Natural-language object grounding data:
========================================================================
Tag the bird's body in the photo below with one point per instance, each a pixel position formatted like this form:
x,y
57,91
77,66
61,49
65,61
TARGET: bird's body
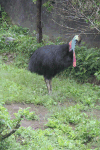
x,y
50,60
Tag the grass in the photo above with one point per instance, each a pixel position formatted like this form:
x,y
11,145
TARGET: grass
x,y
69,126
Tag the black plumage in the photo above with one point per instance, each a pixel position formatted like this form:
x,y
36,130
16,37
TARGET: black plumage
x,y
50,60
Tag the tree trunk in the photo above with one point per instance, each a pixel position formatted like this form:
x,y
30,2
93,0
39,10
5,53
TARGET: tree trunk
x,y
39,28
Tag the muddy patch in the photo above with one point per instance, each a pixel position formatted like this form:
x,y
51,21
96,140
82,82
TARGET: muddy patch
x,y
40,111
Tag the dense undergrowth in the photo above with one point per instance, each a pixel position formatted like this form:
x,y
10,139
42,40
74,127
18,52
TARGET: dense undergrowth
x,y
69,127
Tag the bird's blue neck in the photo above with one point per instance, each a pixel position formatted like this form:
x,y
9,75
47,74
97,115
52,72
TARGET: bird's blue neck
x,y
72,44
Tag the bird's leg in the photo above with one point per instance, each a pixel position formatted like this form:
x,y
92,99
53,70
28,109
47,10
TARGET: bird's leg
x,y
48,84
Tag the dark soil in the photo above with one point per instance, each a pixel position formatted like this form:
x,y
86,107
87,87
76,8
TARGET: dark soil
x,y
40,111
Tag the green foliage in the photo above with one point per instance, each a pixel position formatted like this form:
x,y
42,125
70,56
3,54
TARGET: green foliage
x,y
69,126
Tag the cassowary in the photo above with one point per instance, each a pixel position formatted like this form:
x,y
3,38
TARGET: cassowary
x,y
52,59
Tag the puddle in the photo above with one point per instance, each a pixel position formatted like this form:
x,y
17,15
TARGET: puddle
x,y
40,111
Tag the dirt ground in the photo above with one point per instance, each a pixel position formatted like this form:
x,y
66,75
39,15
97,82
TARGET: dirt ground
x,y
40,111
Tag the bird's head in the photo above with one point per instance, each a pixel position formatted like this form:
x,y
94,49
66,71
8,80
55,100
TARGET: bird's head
========================================================================
> [Problem to work on]: Your answer must consist of the entries, unchanged, with no pictures in it.

> [Response area]:
Tag the bird's body in the photo below with one point per instance, each a pixel position formatted like this form:
x,y
57,91
77,66
61,49
65,61
TARGET: bird's body
x,y
50,60
Tag the grass in the photo above with one point per instance, each a pixel position formatted like this form:
x,y
11,145
TARGET: grass
x,y
69,126
Tag the black plumage in the photo above with one point per instance, each a pixel position formatted like this form:
x,y
36,130
16,37
TARGET: black plumage
x,y
50,60
Tag the tree trunk in the photo above with one point per instance, each a pixel position formatted like this form:
x,y
30,2
93,0
39,10
5,53
TARGET: tree trunk
x,y
39,28
Tag the muddy patch in the photo above with one point per instance, each a pixel position formatted like this form:
x,y
51,21
96,140
82,82
TARGET: muddy patch
x,y
40,111
Tag the dense undergrowth in the photo above with one point per instance, each a pixel position formatted like this form:
x,y
10,139
42,40
74,127
18,52
TARGET: dense undergrowth
x,y
69,127
Tag the bird's blue neck in the photo above with one point per instance, each a pixel position formatted like this form:
x,y
9,75
47,74
97,115
52,72
TARGET: bird's blue neck
x,y
72,44
Tag the bird's leg in the photo above with one point per instance, each a pixel position formatted like this form:
x,y
92,99
53,70
28,109
47,10
TARGET: bird's leg
x,y
48,84
Tag the dark soil in the photo above with one point per instance, each a pixel position formatted like this form:
x,y
86,107
87,87
76,8
TARGET: dark soil
x,y
40,111
Tag the green foliage in the photo above with one point per instance, each a pixel position formatted like this form:
x,y
42,125
70,56
3,54
TARGET: green foliage
x,y
69,126
Tag the cassowary in the photo above with one point per instance, each a pixel position formatted like this form:
x,y
3,38
TARGET: cassowary
x,y
52,59
Tag the puddle in the photo above with one point per instance, each a pixel position formatted like this form:
x,y
17,15
TARGET: puddle
x,y
40,111
Tag the dirt ground in the photo above with one point per instance, each a pixel position formatted like this form:
x,y
66,75
39,15
97,82
TARGET: dirt ground
x,y
40,111
Tag the bird's head in the photo above with one point per instance, each a pixel position formatted like this form:
x,y
94,49
66,71
8,80
55,100
TARGET: bird's head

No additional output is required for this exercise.